Belge Kesiti:
En başta gelen konu ise “1971 Direnişi” diye ifade edilen eylem çizgisiydi. “Halkın Yolu”, “Halkın Kurtuluşu” ve “Halkın Birliği” grupları bu süreçte ortaya çıktılar.

THKP-C kökenli Militan Gençlik dergisi etrafından toplanan grup, Doğu Perinçek ve Aydınlık hareketinden en fazla etkilenen çevreydi. İlk sayısı Nisan 1976’da çıkan dergi, Aralık 1976’da “Halkın Yolu” adıyla yayınlanmaya başladı. Artık bu adla anılmaya başladılar.

TÜRKİYE SOSYALİST HAREKETİNDE BİR İLK

Halkın Yolu grubu, Aydınlık’ın yoğun ideolojik-siyasi mücadelesi ile THKP-C çizgisinden koptu. Sosyal-emperyalizm ve Üç Dünya Teorisi gibi temel konularda, Aydınlık rotasına girdi. 1978 yılı sonlarına doğru grubun tamamı Aydınlık hareketine katıldı. Sırf Aydınlık’a karşı barikat olarak oluşturulan “üçlü blok” dağıldı.

Kayıtlar:

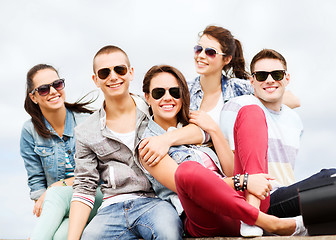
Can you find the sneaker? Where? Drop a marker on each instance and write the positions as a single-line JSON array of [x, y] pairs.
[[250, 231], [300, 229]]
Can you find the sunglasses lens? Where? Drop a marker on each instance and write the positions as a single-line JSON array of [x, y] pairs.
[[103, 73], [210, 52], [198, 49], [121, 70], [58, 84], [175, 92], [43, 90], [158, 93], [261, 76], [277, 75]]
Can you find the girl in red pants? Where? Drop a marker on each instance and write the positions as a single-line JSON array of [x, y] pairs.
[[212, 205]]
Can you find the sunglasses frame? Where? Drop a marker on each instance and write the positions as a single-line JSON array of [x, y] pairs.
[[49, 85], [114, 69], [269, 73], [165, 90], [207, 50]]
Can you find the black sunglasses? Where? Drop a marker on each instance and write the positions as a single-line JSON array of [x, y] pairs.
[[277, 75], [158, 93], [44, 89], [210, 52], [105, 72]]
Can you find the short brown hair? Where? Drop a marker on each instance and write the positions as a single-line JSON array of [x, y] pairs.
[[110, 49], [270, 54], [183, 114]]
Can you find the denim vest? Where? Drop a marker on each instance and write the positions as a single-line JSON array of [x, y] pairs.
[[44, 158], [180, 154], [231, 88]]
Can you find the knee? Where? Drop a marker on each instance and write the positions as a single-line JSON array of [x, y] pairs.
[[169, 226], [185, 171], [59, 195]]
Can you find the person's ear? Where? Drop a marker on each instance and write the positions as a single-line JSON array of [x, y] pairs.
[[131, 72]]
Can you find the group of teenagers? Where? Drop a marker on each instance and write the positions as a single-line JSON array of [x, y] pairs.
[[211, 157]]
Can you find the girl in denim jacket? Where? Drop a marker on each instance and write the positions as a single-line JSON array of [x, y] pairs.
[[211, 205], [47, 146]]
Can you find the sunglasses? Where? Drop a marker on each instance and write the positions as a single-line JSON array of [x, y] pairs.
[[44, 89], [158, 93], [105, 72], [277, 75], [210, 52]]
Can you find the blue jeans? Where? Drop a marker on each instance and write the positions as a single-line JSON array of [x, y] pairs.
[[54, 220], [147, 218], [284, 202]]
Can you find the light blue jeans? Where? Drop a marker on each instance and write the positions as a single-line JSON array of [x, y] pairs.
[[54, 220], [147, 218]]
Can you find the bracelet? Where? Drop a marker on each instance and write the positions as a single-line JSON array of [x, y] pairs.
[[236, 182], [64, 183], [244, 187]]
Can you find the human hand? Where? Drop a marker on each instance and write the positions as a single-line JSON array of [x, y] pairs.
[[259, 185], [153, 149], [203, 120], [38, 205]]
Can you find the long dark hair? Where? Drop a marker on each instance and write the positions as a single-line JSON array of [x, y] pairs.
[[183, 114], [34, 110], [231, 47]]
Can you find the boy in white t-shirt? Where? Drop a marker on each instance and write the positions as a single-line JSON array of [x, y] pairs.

Gereksinimler:
[1] Halkın Yolu grubunu anlatan belge kesitinde, "1971 Direnişi" sürecinde ortaya çıktığı belirtilen grupların adlarını sıralayınız.
[2] Halkın Yolu grubunu anlatan belge kesitindeki "İlk sayısı Nisan 1976’da çıkan dergi, Aralık 1976’da “Halkın Yolu” adıyla yayınlanmaya başladı." cümlesini İngilizceye çeviriniz.
[3] Halkın Yolu grubunu anlatan belge kesitini, son cümlesinden sonrasını yazarak sürdürünüz.

Yazılı Yanıtlar:
[1]
- Halkın Yolu
- Halkın Kurtuluşu
- Halkın Birliği

[2] The magazine, whose first issue came out in April 1976, began to be published under the name “Halkın Yolu” in December 1976.

[3]
“Halkın Yolu” oldukça geniş bir kitleyi etkiliyordu. Bu büyük katılım, Aydınlık hareketi için bir dönüm noktası oldu. Türkiye sosyalist hareketi tarihinde bir ilktir. İstanbul’da ve Anadolu’nun her yerinde binlerce genç devrimci Aydınlık saflarına katıldılar.

Sadece “Halkın Yolu”ndan değil, “Halkın Kurtuluşu” ve “Halkın Birliği” gibi gruplardan da önemli katılımlar oldu. Arkası da geliyordu, ama malum merkezlerden yapılan müdahalelerle süreç engellendi.

AYDINLIKÇILARLA TANIŞMA VE HALİÇ HALK BİRLİĞİ

- Siz Vatan Partililer o zaman genel olarak anılan adlarıyla Aydınlıkçılarla nasıl tanıştınız?

Şimdi ona geliyorum. Yakın mücadele arkadaşım Hasan Erkılıç ile birlikte bütün bu sürecin tanığı olduk. 1975 sonlarına kadar Aydınlıkçıların kurduğu Haliç Halk Birliği Derneği’nde, Haziran 1978’e kadar ise tutuklu olarak Niğde Cezaevi’nde.

Doğu Perinçek önderliğinde Aydınlıkçılar, hapisten çıkar çıkmaz sahaya fırtına gibi çıktılar. Yayın organlarını da ustaca kullanarak, emekçi semtlerinde örnek bir siyasi çalışma başlattılar.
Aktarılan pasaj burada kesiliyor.